──────── Provided data

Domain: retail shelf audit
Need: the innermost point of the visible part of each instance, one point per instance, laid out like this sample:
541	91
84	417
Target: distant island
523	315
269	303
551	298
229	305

────────────────

*Challenge*.
Change "instance" to "object" wherever it appears in the lines above, and write out the lines again with nothing else altered.

*Expected output*.
Domain: retail shelf audit
Need: the innermost point of the visible part of each object, one point per object, laid out like this sample:
541	91
84	417
Target: distant island
523	315
269	303
551	298
229	305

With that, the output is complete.